Begin DOCUMENT SEGMENT
Basic Scatter Plot¶

Scatter plots display individual data points using markers, revealing relationships, clusters, and patterns between two variables.

Mental Model

Unlike plot() which connects points with lines, scatter() draws each point independently. This lets you vary marker size, color, and shape per point, encoding up to four dimensions in a 2D plot (x, y, size, color). Use scatter plots when the relationship between points matters more than their ordering.

Visual Encoding Channels

A scatter plot maps data to visual channels — perceptual properties the eye can distinguish:

Channel	Parameter	Perceptual accuracy
Position (x, y)	`x`, `y`	Most accurate
Color	`c` + `cmap`	Moderate (use perceptually uniform maps)
Size	`s`	Less accurate (area perception is nonlinear)
Shape	`marker`	Categorical only (no ordering)

Use at most 2--3 encodings clearly. Combining all four channels creates cognitive overload — the reader cannot decode everything at once.
End DOCUMENT SEGMENT
> **GOAL A**
On the scatter plot page, which visual channel has the highest perceptual accuracy?
Begin GIVEN DATA
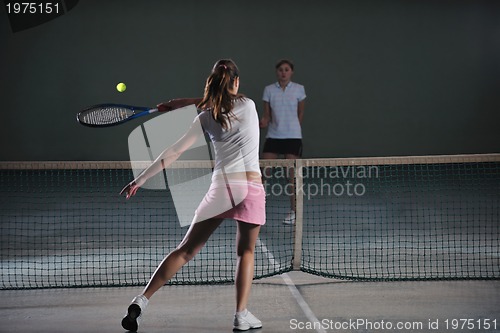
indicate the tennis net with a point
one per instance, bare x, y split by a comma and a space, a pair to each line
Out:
63, 224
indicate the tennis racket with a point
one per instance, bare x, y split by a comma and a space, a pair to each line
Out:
103, 115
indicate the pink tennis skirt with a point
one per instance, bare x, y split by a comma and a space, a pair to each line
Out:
241, 201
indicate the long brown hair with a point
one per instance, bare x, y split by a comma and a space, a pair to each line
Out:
217, 97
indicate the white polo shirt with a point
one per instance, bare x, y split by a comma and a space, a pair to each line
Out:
284, 122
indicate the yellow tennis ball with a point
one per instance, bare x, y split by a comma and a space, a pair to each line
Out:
121, 87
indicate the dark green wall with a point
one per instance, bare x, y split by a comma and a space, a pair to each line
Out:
382, 77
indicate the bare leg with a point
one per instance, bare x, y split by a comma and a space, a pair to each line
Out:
246, 238
192, 243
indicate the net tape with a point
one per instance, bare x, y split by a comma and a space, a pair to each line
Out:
63, 224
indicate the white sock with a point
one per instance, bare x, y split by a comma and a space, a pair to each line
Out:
242, 313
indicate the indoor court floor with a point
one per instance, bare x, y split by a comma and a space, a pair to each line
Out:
291, 302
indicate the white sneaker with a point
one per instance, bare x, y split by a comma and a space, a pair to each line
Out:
245, 322
131, 321
290, 218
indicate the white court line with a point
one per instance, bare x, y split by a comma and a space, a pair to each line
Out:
293, 289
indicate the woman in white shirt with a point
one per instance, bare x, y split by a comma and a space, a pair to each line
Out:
284, 103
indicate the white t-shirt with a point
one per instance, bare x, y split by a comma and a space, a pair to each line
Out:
237, 147
284, 122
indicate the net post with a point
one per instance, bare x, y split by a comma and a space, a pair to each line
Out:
299, 205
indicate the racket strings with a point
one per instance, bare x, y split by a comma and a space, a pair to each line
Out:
105, 115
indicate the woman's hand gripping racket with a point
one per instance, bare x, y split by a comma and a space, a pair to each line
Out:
103, 115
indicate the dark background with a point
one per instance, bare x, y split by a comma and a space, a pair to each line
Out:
382, 78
End GIVEN DATA
> **GOAL B**
Reproduce the entries verbatim, starting at the line containing "indicate the white sock with a point" and continuing through the last line of the entries.

> **FULL OUTPUT A**
Position (x, y)

> **FULL OUTPUT B**
indicate the white sock with a point
one per instance, bare x, y split by a comma and a space, a pair to each line
Out:
242, 313
indicate the indoor court floor with a point
one per instance, bare x, y split by a comma and a space, a pair to each line
Out:
291, 302
indicate the white sneaker with a point
one per instance, bare x, y split by a comma and a space, a pair to each line
Out:
245, 322
131, 321
290, 218
indicate the white court line with a point
one per instance, bare x, y split by a comma and a space, a pair to each line
Out:
293, 289
indicate the woman in white shirt with a point
one per instance, bare x, y split by a comma and a space, a pair to each line
Out:
284, 103
indicate the white t-shirt with a point
one per instance, bare x, y split by a comma and a space, a pair to each line
Out:
237, 147
284, 122
indicate the net post with a point
one per instance, bare x, y split by a comma and a space, a pair to each line
Out:
299, 205
indicate the racket strings with a point
one per instance, bare x, y split by a comma and a space, a pair to each line
Out:
105, 115
indicate the woman's hand gripping racket with a point
one per instance, bare x, y split by a comma and a space, a pair to each line
Out:
103, 115
indicate the dark background with a point
one per instance, bare x, y split by a comma and a space, a pair to each line
Out:
382, 78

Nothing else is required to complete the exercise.